[Start of section]

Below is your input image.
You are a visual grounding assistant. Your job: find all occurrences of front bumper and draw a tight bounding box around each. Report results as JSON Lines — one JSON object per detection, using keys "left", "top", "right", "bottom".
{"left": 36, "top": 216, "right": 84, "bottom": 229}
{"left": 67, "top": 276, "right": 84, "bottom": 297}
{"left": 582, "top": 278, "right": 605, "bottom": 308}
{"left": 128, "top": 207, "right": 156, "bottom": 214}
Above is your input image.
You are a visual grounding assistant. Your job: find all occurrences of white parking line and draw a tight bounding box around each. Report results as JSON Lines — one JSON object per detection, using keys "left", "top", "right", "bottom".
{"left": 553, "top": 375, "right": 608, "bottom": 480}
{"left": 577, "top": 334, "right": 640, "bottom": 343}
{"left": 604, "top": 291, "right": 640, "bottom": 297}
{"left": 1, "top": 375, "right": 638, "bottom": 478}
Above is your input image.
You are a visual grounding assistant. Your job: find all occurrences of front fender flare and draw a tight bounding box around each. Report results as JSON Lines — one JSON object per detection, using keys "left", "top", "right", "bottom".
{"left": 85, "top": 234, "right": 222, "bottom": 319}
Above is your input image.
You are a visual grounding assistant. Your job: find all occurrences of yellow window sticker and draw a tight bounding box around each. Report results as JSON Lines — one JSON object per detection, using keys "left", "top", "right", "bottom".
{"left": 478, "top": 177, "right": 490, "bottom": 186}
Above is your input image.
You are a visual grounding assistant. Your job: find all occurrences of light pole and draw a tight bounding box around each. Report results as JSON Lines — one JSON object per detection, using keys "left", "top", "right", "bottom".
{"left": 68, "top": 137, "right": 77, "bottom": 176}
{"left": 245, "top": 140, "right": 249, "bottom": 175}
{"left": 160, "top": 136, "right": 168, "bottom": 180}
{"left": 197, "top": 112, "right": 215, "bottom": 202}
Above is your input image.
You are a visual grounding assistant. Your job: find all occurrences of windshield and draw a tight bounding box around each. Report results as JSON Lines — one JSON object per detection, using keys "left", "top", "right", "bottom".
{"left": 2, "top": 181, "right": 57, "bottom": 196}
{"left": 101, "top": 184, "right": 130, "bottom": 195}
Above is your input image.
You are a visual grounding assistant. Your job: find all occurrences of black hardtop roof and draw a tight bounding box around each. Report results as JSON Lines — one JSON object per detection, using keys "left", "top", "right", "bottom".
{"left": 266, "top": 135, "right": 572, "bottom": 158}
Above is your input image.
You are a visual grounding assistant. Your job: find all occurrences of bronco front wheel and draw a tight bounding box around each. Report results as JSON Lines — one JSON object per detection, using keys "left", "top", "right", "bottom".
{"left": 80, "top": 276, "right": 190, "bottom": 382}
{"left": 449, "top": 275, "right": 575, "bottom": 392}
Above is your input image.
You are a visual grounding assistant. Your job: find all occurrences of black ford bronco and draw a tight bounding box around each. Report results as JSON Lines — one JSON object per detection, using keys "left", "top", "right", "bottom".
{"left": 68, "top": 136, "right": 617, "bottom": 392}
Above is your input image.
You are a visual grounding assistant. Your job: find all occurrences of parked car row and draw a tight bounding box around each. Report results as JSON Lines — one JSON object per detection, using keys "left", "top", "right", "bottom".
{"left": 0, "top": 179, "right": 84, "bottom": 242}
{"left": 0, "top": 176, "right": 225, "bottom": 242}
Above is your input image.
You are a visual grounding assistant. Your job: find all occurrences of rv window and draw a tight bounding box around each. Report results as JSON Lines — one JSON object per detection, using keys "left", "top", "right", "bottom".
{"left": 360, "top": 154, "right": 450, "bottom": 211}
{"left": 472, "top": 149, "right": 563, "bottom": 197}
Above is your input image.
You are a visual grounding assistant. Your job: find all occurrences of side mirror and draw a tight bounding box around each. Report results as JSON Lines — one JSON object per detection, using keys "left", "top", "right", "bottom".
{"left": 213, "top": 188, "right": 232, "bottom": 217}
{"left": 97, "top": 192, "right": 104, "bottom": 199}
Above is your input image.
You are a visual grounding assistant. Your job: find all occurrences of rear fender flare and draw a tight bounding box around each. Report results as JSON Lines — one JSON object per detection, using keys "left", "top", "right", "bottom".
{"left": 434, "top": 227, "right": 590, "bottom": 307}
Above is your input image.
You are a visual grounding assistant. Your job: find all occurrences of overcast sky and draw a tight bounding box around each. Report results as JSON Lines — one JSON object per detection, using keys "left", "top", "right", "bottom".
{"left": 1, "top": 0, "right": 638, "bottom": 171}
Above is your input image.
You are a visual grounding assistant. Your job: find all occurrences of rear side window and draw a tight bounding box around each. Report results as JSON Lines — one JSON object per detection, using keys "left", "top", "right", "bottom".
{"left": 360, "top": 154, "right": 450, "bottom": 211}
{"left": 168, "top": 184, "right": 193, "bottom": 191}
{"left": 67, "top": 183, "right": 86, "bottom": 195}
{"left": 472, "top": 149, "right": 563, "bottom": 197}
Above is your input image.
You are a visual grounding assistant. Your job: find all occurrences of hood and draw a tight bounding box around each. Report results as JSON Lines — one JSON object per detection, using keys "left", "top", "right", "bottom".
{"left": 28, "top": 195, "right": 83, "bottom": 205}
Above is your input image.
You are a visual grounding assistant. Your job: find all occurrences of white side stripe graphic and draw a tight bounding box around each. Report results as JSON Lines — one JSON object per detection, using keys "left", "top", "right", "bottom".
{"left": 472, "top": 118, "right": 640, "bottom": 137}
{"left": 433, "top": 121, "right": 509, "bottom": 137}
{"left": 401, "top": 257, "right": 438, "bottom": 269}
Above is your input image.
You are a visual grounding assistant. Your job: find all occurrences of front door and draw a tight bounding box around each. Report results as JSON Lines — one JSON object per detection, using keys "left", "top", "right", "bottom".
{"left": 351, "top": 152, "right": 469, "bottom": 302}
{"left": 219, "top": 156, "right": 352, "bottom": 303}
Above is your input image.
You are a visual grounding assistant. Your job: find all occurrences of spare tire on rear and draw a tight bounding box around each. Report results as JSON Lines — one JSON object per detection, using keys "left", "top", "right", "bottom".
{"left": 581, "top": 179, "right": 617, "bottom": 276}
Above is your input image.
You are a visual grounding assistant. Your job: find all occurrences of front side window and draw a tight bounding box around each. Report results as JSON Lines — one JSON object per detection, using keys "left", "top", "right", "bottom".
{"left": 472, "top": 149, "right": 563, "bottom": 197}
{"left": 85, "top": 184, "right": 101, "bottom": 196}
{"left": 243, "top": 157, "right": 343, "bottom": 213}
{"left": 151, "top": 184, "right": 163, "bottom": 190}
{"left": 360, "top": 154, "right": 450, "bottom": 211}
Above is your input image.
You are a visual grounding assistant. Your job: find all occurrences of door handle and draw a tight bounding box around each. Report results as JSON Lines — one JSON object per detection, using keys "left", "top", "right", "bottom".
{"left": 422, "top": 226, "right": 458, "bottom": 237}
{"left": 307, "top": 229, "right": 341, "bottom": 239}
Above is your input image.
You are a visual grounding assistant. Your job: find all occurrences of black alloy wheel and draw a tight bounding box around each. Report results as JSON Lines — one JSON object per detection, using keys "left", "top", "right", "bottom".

[End of section]

Whatever appears in the material must be set down again, word for word.

Below is your input image.
You are a visual grounding assistant. Your job: find all occurrences of front bumper and draw a tight bounding box around each. Report results as JSON Lines — one JSON object per detection, using keys "left", "top", "right", "bottom".
{"left": 36, "top": 216, "right": 84, "bottom": 229}
{"left": 67, "top": 276, "right": 84, "bottom": 297}
{"left": 582, "top": 278, "right": 605, "bottom": 308}
{"left": 128, "top": 207, "right": 156, "bottom": 214}
Above is your input image.
You are a visual grounding assistant. Your job: find all occurrences of white parking line and draw a tight bounding box around each. Report results as JSON Lines — one JSON object per detection, using keys "left", "top", "right", "bottom".
{"left": 553, "top": 375, "right": 608, "bottom": 480}
{"left": 577, "top": 334, "right": 640, "bottom": 343}
{"left": 604, "top": 291, "right": 640, "bottom": 297}
{"left": 1, "top": 375, "right": 638, "bottom": 478}
Above is your input image.
You are a visual grounding assistant. Your job: find all occurrences of front fender flare and draw a tight bounding box around each. Report results as JSON Lines — one JSON object per detection, using keys "left", "top", "right", "bottom".
{"left": 85, "top": 234, "right": 222, "bottom": 319}
Above is your input image.
You are a visual grounding assistant. Your job: find all occurrences of yellow window sticker and draw a tight bounding box around each. Report results as JSON Lines — one JSON object per detection, using keys "left", "top", "right", "bottom".
{"left": 478, "top": 177, "right": 490, "bottom": 186}
Above is your input image.
You are a visual grounding assistant. Your job: find all occurrences of light pole and draw a tight bounding box around each. Report results as JSON Lines — one JSON object per detection, using keys "left", "top", "right", "bottom".
{"left": 68, "top": 137, "right": 77, "bottom": 176}
{"left": 245, "top": 140, "right": 249, "bottom": 175}
{"left": 160, "top": 136, "right": 168, "bottom": 180}
{"left": 197, "top": 112, "right": 215, "bottom": 202}
Above is your input image.
You are a visual grounding assistant. Your job: find all occurrences of windshield and draw a tight bounding box around each. Report results as JSON Lines — one JSON object per detection, using keys "left", "top", "right", "bottom".
{"left": 2, "top": 181, "right": 57, "bottom": 196}
{"left": 101, "top": 184, "right": 130, "bottom": 195}
Above is your input image.
You are a visual grounding assistant. Your job: find all occurrences of black hardtop roof and draw a tight bounding box around each. Report results as JSON Lines — one JSON object per detection, using keys "left", "top", "right", "bottom".
{"left": 266, "top": 135, "right": 572, "bottom": 158}
Above is your input image.
You are a visual grounding assistant. Your job: find all occurrences of bronco front wheel and draw a tight bounding box around each. Report results as JSON Lines — one JSON object per detection, using keys "left", "top", "right", "bottom".
{"left": 80, "top": 276, "right": 190, "bottom": 382}
{"left": 449, "top": 275, "right": 575, "bottom": 392}
Above is your input image.
You are a visual grounding assistant. Your job: find all occurrences of black ford bronco and draw a tight bounding box around each. Report results as JSON Lines — one JSON object per detection, using keys "left", "top", "right", "bottom".
{"left": 68, "top": 136, "right": 617, "bottom": 392}
Above is your input image.
You are a visual grounding assistant. Your job: find all occurrences of parked car row and draw a tight bounding box around each. Report results as JSON Lines — one JSON object per detection, using keys "left", "top", "right", "bottom".
{"left": 0, "top": 179, "right": 84, "bottom": 242}
{"left": 0, "top": 176, "right": 225, "bottom": 242}
Above is your input image.
You are a visual grounding assistant. Your job: find all occurrences of rv window and draw a tight bounding box around each. Report results as JSON Lines — one JSON object per detection, using keys "left", "top", "right", "bottom".
{"left": 360, "top": 154, "right": 450, "bottom": 211}
{"left": 472, "top": 149, "right": 563, "bottom": 197}
Above is your input image.
You are a visual grounding assistant. Your job: find all occurrences of side mirror and draw a tight bounding box around each. Report results as JSON Lines — one JSON object per detection, using keys "left", "top", "right", "bottom".
{"left": 213, "top": 188, "right": 232, "bottom": 217}
{"left": 97, "top": 192, "right": 104, "bottom": 199}
Above is your input image.
You are a visual grounding assistant. Your job: find all occurrences of rear fender flare and draw a tight bounding box around each. Report results as JSON Lines — one JSON object per detection, using keys "left", "top", "right", "bottom".
{"left": 434, "top": 227, "right": 590, "bottom": 307}
Above is your input image.
You are a visual grounding assistant. Your job: find all occurrences of overcast sky and draw a tight bounding box around each. Report results as JSON Lines — one JSON object per detection, using keys "left", "top", "right", "bottom".
{"left": 1, "top": 0, "right": 638, "bottom": 171}
Above is your input image.
You are a visual grounding assistant. Your job: find all occurrences of rear side window and draw a tight bounding box around each. Report results as JSON Lines — one JSON object per detection, using keys "left", "top", "right", "bottom".
{"left": 360, "top": 154, "right": 450, "bottom": 211}
{"left": 168, "top": 184, "right": 193, "bottom": 191}
{"left": 67, "top": 183, "right": 86, "bottom": 195}
{"left": 472, "top": 149, "right": 563, "bottom": 197}
Above is your input image.
You are a visual grounding assistant. Your job: find all occurrences of hood and draw a tight bounding box around each. Report results as JSON Lines — one JSON object per detection, using keys "left", "top", "right", "bottom".
{"left": 28, "top": 195, "right": 83, "bottom": 205}
Above is your input image.
You are a visual grounding assistant. Your job: find all occurrences of white side stripe graphic and draw a tight bounding box around each. Report results as JSON Lines — one JSON object per detection, using keys "left", "top", "right", "bottom".
{"left": 472, "top": 118, "right": 640, "bottom": 137}
{"left": 433, "top": 121, "right": 509, "bottom": 137}
{"left": 401, "top": 257, "right": 438, "bottom": 269}
Above is your input image.
You are a visual grounding assistant. Your job: find all occurrences of front door and draw a tight bounding box around each. Report results as JSON Lines — one JSON object per detection, using keys "left", "top", "right", "bottom".
{"left": 351, "top": 152, "right": 469, "bottom": 302}
{"left": 219, "top": 156, "right": 352, "bottom": 303}
Above is your input image.
You are a visual grounding assistant. Your job: find all occurrences of spare tire on rear and draw a tight bounding box around each. Report results as JSON Lines — one JSON object per detection, using keys "left", "top", "right", "bottom".
{"left": 581, "top": 179, "right": 617, "bottom": 276}
Above is your input image.
You are a visual grounding assistant. Your job: find all occurrences of front side window and draw a tight bounding box around each. Report results as JSON Lines — one JSON object per detection, using keys "left", "top", "right", "bottom".
{"left": 472, "top": 149, "right": 563, "bottom": 197}
{"left": 85, "top": 184, "right": 101, "bottom": 196}
{"left": 243, "top": 157, "right": 343, "bottom": 213}
{"left": 151, "top": 184, "right": 163, "bottom": 190}
{"left": 360, "top": 154, "right": 450, "bottom": 211}
Above is your input image.
You are a visual grounding assistant. Your job: find all occurrences of door handle and draw a tight bounding box around each. Report results as JSON Lines — one JSON object per detection, using keys "left", "top", "right", "bottom".
{"left": 422, "top": 226, "right": 458, "bottom": 237}
{"left": 307, "top": 229, "right": 341, "bottom": 239}
Above is your input image.
You are a visual grounding assistant. Your job: find all occurrences of black alloy wheel and draw a tight bounding box around each. Report results as JSON Lines — one JSON object per detection, using keys "left", "top", "right", "bottom".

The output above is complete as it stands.